**Set problem 1**
Using the passage on the Budget Act, answer these:
(a) According to the passage, what was the purpose of the Budget Act?
(b) Under section 13, to whom must each department, institution, or bureau send its estimates?
(c) Which sections provide for the "execution" of an adopted budget?

**Passage provided**
_ _ _ _ _
The "effective financial supervision" could not have been intended to apply to any department where all charges were fixed by the Legislature, because no amount of supervision could change the result. For example, where the expenditures of the particular department or agency are in the nature of fixed salaries no power is given the Governor to change these salaries and no amount of supervision by him could reduce these expenditures. Similarly, to the extent that the expenses of any department or agency are definitely fixed by the Legislature no supervision by the Governor could be at all effective or was contemplated.
In like manner and for like reasons the Governor could not, by budgeting, change such fixed charges, and manifestly it was not within the purposes of the act that he should be given any control over them. While a complete budget must, of course, take into consideration definite and fixed expenses as well as those that can only be estimated, the purpose of the Budget Act was to force the state to live within its income and to prevent the piling up of such a large deficit as existed at the time the act was passed. It was to reach and properly limit these uncertain expenses that a budget was needed and provided for.
This is manifest from the provisions of sections 13-18, inclusive, providing the machinery for arriving at the budget which is to be transmitted to the Legislature by the Governor. By section 13, captioned "Estimates of Appropriations," each department, institution, bureau, etc., is required to transmit to the state comptroller "estimates of their expenditure requirements for each fiscal year of the ensuing quadrennium," and if any department, etc., fails, the Governor is required "to submit such estimates."
Where a department has no expense except salaries, no estimate in its true sense could be submitted, nor would the fixed salaries, included in its requirements, be estimates in any sense. Only those expenditures not fixed and, therefore, subject to estimates, could properly be spoken of as estimates. While such departments might report their total estimated needs, only that part reported which did not constitute a fixed and certain charge is in reality an estimate. This part of the act is really intended to deal with those uncertain expenses that have to be estimated. Sections 15 and 16, respectively, provide for a tentative budget based both on estimated expenditures and estimated income, and a tentative hearing thereon. Section 17 provides for the formulation of a budget, after giving due weight to the estimates of expenditures and the estimates of income as well as the testimony elicited at the hearings provided for in section 16. But it is specifically provided by section 17 that the proposals contained in the budget shall represent the Governor's "judgment * * * in respect to * * * expenditure needs of the government of each of the fiscal years of the ensuing quadrennium." But this judgment manifestly is intended to relate only to those charges which have to be estimated and not to those perfectly definite because fixed by law.
Once a budget has been adopted, sections 19-28 provide for its "execution."
_ _ _ _ _
**Collected data entries**
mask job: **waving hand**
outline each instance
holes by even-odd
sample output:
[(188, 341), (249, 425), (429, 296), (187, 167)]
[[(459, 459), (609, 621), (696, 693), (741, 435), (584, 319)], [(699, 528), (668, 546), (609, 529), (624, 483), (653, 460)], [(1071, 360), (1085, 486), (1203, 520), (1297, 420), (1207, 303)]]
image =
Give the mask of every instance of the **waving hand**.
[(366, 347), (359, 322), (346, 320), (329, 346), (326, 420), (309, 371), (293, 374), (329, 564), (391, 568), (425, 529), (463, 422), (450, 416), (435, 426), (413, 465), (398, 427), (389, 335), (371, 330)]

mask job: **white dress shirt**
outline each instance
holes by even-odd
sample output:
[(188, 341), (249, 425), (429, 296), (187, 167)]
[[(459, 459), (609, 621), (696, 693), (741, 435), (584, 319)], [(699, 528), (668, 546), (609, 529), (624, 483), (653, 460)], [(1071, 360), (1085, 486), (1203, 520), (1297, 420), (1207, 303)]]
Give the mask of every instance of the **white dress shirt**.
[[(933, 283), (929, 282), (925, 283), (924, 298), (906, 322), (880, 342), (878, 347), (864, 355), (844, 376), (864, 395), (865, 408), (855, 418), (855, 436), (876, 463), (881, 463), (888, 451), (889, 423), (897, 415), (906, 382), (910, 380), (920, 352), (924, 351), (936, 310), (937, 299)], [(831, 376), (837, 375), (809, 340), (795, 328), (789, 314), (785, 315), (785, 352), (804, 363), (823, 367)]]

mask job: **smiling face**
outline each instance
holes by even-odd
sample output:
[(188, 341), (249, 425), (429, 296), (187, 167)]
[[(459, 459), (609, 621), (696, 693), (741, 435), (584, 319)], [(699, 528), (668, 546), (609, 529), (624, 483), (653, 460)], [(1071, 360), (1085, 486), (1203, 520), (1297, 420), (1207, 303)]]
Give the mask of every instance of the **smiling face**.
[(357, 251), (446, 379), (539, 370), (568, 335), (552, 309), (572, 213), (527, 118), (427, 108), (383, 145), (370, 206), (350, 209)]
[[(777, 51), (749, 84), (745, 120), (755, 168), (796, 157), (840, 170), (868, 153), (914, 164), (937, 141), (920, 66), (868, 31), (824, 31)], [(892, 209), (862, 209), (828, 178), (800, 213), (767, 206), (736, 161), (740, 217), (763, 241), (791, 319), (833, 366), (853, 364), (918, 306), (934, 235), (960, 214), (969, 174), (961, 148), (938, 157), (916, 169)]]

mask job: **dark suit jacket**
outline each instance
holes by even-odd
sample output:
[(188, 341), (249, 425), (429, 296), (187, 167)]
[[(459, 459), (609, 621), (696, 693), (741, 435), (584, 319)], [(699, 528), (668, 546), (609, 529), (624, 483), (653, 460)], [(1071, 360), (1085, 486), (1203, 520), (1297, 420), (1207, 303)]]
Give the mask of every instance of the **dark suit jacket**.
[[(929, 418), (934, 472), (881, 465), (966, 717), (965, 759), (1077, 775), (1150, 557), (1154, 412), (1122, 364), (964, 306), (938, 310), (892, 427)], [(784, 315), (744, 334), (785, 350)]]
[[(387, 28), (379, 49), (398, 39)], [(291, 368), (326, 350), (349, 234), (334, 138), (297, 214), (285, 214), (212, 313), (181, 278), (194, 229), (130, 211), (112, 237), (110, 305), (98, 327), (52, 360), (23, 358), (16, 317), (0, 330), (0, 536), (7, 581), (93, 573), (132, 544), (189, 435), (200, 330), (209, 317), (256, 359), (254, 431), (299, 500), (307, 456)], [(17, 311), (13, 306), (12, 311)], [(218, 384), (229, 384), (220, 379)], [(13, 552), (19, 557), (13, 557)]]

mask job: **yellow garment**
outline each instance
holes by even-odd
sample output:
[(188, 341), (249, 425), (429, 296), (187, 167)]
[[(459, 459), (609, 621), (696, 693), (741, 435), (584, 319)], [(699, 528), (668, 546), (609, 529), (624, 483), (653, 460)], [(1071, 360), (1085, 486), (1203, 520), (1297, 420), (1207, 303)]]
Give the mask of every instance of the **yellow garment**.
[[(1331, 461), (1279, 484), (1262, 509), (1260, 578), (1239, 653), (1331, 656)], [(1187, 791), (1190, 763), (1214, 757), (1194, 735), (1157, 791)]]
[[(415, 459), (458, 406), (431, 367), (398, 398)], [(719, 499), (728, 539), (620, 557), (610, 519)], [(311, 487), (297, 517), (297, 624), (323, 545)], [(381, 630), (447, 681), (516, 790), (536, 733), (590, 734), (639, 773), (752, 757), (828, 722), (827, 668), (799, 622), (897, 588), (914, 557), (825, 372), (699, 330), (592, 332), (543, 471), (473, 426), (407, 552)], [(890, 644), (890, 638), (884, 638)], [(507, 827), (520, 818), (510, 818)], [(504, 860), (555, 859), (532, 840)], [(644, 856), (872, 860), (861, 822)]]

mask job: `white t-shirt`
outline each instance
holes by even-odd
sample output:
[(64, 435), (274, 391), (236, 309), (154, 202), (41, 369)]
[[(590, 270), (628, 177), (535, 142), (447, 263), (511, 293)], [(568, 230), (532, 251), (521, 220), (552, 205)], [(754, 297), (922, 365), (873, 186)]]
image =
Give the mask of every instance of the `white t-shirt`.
_ _ _ _ _
**Set problem 2**
Copy the lines of the records between the line holding "mask job: **white dress shirt**" and the line holding "Give the mask of every instance of the **white", inclusive.

**Exercise result 1**
(a) To force the state to live within its income and to prevent the piling up of such a large deficit as existed at the time the act was passed.
(b) The state comptroller.
(c) Sections 19-28.

**Exercise result 2**
mask job: **white dress shirt**
outline each instance
holes by even-odd
sample output:
[(188, 341), (249, 425), (429, 296), (187, 167)]
[[(459, 459), (609, 621), (696, 693), (741, 435), (584, 319)], [(699, 528), (668, 546), (609, 529), (624, 483), (653, 460)], [(1071, 360), (1085, 486), (1203, 520), (1297, 420), (1207, 303)]]
Give the mask of every instance of the **white dress shirt**.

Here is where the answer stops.